#### [Required work]
Without altering a word, return the records below, but exclude the pictures.

#### [Source data]
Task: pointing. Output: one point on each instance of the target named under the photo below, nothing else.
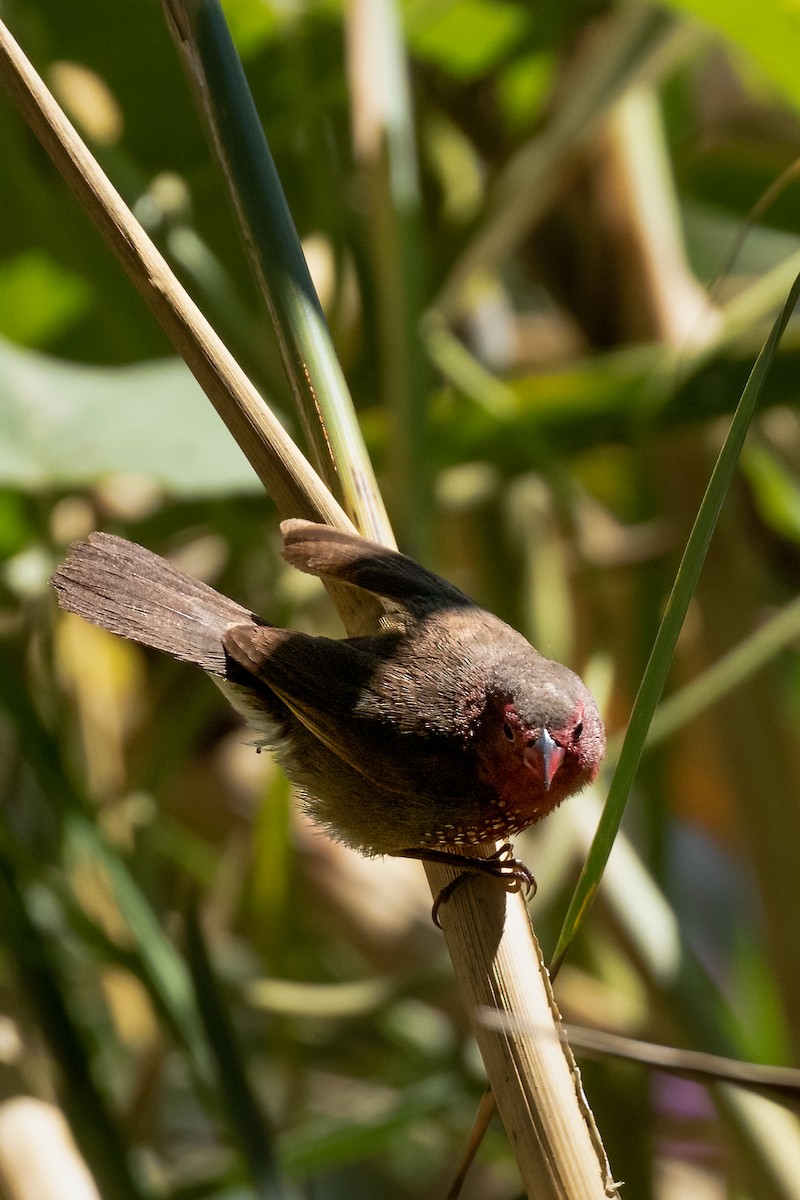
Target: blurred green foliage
(567, 395)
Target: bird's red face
(533, 767)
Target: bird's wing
(337, 555)
(325, 683)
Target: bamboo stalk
(494, 952)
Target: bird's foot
(500, 865)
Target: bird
(445, 729)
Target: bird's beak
(545, 756)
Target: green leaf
(768, 31)
(657, 667)
(71, 426)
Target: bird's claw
(500, 865)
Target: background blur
(530, 226)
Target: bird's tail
(128, 591)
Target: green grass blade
(89, 1115)
(247, 1121)
(657, 667)
(276, 256)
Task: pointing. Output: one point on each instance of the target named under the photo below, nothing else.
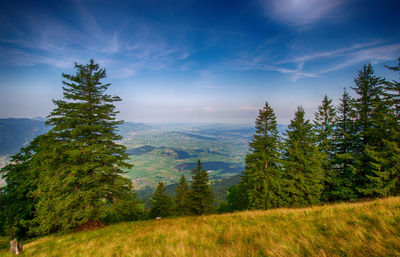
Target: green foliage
(200, 194)
(17, 198)
(372, 124)
(324, 124)
(237, 196)
(162, 203)
(263, 174)
(342, 179)
(182, 206)
(80, 171)
(303, 163)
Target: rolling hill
(348, 229)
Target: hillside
(16, 133)
(359, 229)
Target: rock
(15, 248)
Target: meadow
(347, 229)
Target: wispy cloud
(302, 12)
(321, 62)
(248, 108)
(208, 108)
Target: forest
(73, 176)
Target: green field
(222, 152)
(356, 229)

#### [Task solution]
Task: pointing. Output: one point on each instance of the target named under the photo below, nothing else.
Target: blurred green foliage
(567, 395)
Target: bird's red face
(533, 767)
Target: bird's wing
(337, 555)
(325, 683)
Target: bamboo stalk
(494, 952)
Target: bird's foot
(500, 865)
Target: bird
(445, 729)
Target: bird's beak
(545, 756)
Target: green leaf
(768, 31)
(657, 667)
(71, 426)
Target: bird's claw
(500, 865)
Target: background blur
(530, 226)
Target: bird's tail
(128, 591)
Target: green grass blade
(89, 1115)
(247, 1121)
(657, 667)
(276, 256)
Task: pointing. Output: one point on each instance of the target named under the photo below, nothing else.
Target: green foliage
(200, 194)
(17, 198)
(372, 124)
(324, 124)
(237, 196)
(162, 203)
(263, 174)
(342, 179)
(182, 206)
(80, 171)
(303, 163)
Target: rolling hill
(348, 229)
Target: hillside
(16, 133)
(359, 229)
Target: rock
(15, 248)
Target: meadow
(347, 229)
Target: wispy cloud
(302, 12)
(321, 62)
(248, 108)
(208, 108)
Target: forest
(73, 176)
Target: green field
(222, 152)
(356, 229)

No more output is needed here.